GOAL: Could you print all of the records below word for word, with the pictures left out?

RAW RECORDS:
================================

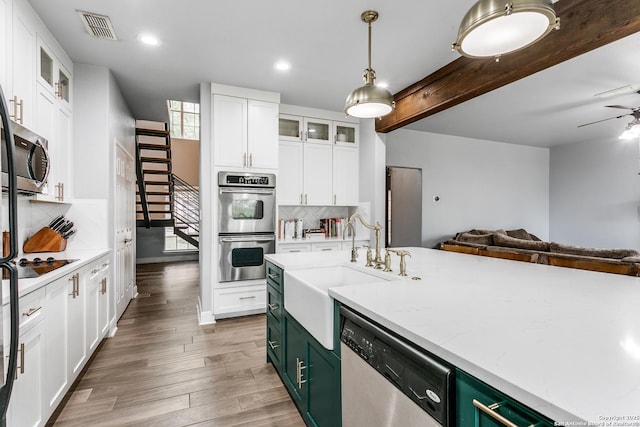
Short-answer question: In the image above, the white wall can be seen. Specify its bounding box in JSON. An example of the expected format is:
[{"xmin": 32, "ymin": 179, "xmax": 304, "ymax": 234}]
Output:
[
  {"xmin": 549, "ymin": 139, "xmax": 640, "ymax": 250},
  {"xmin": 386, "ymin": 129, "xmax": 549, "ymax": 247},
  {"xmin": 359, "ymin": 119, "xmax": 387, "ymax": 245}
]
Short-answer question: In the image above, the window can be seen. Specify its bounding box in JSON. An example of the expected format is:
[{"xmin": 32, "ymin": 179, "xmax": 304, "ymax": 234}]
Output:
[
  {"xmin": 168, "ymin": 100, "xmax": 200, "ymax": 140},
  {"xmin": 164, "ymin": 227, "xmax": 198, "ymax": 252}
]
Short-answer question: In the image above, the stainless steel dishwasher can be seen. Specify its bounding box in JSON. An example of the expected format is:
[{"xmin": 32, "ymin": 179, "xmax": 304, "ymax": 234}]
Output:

================================

CORRECT RESULT:
Short-answer question: In the image above, the white wall can be seen. Specify its bounding box in JSON. An example of the expected format is:
[{"xmin": 32, "ymin": 179, "xmax": 304, "ymax": 234}]
Output:
[
  {"xmin": 549, "ymin": 139, "xmax": 640, "ymax": 250},
  {"xmin": 386, "ymin": 129, "xmax": 549, "ymax": 247},
  {"xmin": 359, "ymin": 119, "xmax": 387, "ymax": 245}
]
Short-answer question: In the image above, the window can be seen. Specify its bounding box in JSON. An example of the expected format is:
[{"xmin": 32, "ymin": 179, "xmax": 304, "ymax": 234}]
Output:
[
  {"xmin": 168, "ymin": 100, "xmax": 200, "ymax": 140},
  {"xmin": 164, "ymin": 227, "xmax": 198, "ymax": 252}
]
Short-answer question: In the image above, the stainless steel dishwasher can be seen. Specify its bounding box in JSON. An example of the expected format is:
[{"xmin": 32, "ymin": 179, "xmax": 304, "ymax": 234}]
Output:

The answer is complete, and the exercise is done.